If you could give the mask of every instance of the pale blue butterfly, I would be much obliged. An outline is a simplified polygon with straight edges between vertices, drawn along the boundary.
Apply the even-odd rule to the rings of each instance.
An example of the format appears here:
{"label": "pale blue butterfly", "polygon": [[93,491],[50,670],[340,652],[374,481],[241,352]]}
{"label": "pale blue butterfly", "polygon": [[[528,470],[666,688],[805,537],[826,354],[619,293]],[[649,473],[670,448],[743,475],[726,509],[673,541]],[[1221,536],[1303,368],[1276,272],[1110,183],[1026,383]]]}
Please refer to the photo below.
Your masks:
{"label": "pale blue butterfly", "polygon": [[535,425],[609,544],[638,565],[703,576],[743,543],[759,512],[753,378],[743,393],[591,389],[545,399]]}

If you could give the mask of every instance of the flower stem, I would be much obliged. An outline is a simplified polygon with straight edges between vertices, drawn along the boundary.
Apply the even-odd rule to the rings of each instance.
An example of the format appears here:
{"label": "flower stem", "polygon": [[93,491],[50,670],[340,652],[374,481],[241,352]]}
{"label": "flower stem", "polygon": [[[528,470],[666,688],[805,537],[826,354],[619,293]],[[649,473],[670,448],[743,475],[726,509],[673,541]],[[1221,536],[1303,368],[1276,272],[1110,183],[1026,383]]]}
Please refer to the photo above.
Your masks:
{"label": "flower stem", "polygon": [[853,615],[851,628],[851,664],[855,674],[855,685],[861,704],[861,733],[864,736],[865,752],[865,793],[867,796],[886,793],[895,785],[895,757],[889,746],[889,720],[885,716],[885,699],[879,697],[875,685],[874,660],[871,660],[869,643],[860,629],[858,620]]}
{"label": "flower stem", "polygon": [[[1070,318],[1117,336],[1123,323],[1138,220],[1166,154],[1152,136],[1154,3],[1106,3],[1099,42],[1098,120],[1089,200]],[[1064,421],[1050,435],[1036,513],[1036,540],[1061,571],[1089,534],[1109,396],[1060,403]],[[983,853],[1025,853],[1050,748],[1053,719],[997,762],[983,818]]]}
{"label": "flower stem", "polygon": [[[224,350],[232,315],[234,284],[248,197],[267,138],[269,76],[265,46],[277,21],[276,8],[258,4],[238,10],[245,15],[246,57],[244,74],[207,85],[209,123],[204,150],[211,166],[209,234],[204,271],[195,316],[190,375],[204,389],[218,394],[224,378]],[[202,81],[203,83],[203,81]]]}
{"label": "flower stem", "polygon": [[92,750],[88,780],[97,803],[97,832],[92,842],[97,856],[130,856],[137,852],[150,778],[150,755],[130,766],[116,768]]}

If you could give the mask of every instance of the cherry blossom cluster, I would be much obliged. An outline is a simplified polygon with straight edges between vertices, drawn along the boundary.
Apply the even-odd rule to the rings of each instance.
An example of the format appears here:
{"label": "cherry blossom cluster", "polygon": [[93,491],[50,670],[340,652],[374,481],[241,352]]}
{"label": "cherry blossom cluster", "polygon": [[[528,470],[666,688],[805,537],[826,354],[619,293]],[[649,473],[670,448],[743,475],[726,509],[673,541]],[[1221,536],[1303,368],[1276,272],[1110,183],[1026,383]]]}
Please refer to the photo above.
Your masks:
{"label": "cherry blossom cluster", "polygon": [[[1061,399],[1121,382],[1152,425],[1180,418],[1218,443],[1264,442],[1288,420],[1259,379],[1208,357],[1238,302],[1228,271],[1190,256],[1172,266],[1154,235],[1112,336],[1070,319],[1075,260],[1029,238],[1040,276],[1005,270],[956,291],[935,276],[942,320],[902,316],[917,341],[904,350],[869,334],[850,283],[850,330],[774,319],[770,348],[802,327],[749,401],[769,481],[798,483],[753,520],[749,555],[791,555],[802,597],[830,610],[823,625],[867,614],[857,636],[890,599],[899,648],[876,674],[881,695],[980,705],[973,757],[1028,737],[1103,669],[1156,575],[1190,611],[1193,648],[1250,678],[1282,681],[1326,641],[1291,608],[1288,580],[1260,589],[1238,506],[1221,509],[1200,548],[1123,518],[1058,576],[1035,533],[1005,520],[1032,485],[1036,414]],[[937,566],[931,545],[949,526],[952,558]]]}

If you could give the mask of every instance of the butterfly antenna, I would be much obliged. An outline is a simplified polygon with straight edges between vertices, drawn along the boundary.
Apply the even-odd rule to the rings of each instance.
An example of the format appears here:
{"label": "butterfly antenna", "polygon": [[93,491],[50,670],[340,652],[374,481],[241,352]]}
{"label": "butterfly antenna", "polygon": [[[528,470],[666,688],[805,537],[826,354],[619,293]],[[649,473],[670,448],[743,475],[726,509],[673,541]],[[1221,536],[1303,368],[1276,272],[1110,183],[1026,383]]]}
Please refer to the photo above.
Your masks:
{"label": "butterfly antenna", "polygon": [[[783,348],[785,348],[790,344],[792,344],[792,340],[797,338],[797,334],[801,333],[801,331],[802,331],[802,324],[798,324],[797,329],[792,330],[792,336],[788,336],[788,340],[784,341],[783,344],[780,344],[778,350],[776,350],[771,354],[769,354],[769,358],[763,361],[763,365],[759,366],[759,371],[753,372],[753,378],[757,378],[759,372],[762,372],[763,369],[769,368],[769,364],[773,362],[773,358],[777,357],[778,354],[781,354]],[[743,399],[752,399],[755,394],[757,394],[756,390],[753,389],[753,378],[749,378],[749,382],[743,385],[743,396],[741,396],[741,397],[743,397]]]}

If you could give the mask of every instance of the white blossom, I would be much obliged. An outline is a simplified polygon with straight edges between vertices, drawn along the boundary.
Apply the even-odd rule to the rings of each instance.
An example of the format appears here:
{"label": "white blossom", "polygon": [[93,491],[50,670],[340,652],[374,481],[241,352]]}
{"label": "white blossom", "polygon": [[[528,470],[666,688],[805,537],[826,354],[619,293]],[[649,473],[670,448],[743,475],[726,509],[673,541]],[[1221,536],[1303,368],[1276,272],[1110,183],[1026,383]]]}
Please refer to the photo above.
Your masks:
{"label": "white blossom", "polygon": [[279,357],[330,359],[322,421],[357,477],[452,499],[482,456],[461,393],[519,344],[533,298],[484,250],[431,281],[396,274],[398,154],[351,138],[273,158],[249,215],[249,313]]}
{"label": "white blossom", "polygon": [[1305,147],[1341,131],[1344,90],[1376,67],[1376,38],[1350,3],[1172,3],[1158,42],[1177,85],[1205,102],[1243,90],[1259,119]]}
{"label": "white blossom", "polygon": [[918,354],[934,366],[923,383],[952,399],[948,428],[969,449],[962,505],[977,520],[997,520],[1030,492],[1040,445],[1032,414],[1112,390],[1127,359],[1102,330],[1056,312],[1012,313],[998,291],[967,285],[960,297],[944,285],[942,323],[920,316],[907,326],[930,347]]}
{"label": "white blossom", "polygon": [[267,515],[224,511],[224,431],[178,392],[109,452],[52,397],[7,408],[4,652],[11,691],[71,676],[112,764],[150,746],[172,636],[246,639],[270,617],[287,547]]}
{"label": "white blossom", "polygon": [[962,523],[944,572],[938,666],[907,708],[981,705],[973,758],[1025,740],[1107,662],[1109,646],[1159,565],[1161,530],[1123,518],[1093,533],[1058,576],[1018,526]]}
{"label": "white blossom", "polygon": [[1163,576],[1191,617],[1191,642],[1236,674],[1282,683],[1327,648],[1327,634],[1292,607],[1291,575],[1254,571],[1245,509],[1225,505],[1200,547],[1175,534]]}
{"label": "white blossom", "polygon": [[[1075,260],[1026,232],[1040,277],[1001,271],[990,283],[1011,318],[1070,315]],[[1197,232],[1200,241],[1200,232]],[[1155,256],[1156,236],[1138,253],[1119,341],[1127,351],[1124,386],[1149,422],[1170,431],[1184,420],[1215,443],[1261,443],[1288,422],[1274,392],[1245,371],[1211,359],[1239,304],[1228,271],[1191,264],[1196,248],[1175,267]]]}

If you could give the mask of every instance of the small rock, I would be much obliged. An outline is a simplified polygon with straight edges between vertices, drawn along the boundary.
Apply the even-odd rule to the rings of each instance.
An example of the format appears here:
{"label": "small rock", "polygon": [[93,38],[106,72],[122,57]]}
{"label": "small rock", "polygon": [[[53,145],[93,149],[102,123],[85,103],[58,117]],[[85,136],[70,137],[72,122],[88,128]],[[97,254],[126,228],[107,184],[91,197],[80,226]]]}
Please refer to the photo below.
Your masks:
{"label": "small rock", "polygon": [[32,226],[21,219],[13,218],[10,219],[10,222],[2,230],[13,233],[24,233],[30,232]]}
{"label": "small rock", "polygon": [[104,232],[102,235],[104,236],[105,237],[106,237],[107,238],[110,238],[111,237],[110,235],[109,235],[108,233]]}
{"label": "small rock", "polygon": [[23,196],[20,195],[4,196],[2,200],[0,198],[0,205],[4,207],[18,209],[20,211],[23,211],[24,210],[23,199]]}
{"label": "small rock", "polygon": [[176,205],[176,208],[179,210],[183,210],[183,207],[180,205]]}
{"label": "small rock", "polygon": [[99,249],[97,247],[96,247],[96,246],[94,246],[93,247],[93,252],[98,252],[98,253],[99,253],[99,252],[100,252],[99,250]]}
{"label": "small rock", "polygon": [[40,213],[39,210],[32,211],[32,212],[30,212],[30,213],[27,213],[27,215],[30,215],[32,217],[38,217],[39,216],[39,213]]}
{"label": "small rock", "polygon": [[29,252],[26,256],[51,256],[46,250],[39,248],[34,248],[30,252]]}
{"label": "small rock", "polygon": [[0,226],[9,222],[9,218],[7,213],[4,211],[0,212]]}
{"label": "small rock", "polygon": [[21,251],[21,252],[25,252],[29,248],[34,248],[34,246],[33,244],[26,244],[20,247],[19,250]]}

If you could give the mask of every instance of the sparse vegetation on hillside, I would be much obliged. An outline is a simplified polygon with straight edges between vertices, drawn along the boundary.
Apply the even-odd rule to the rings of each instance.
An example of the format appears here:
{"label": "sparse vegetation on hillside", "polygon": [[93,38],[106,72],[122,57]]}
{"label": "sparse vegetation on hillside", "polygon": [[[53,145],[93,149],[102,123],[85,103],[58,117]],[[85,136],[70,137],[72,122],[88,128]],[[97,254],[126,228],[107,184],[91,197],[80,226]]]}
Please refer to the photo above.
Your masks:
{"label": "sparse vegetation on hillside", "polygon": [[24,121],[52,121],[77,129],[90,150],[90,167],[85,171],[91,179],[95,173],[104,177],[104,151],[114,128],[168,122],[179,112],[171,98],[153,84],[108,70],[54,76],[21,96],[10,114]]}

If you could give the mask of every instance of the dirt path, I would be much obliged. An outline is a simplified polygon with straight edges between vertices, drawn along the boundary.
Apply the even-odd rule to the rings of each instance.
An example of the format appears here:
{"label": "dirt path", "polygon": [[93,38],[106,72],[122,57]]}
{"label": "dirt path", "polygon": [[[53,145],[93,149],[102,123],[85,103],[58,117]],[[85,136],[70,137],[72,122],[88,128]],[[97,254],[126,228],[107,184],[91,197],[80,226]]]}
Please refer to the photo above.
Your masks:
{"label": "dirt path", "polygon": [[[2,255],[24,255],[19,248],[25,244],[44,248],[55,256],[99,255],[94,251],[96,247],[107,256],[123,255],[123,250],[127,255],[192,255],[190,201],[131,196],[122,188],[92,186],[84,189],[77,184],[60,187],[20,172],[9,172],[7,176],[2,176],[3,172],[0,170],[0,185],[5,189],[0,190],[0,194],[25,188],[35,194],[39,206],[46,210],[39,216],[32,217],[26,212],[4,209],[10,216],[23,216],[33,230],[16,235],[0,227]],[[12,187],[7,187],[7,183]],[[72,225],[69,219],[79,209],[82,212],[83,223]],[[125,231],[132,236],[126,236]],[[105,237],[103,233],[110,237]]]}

# # # #

**Exercise task:**
Return every line of the data above that contains the word "pale", copying each such line unchanged.

**Answer to this exercise:**
If you could give the mask of every instance of the pale blue butterfly, I would be much obliged. An outline is a simplified polygon with straight edges between vertices, drawn along the boundary.
{"label": "pale blue butterfly", "polygon": [[93,491],[50,670],[340,652],[374,481],[241,352]]}
{"label": "pale blue butterfly", "polygon": [[[528,470],[666,688],[805,537],[826,354],[619,293]],[[649,473],[670,448],[743,475],[726,509],[673,541]],[[1221,536],[1303,368],[1276,272],[1110,183],[1026,383]]]}
{"label": "pale blue butterfly", "polygon": [[535,425],[609,544],[638,565],[703,576],[743,543],[759,512],[753,378],[743,393],[591,389],[545,399]]}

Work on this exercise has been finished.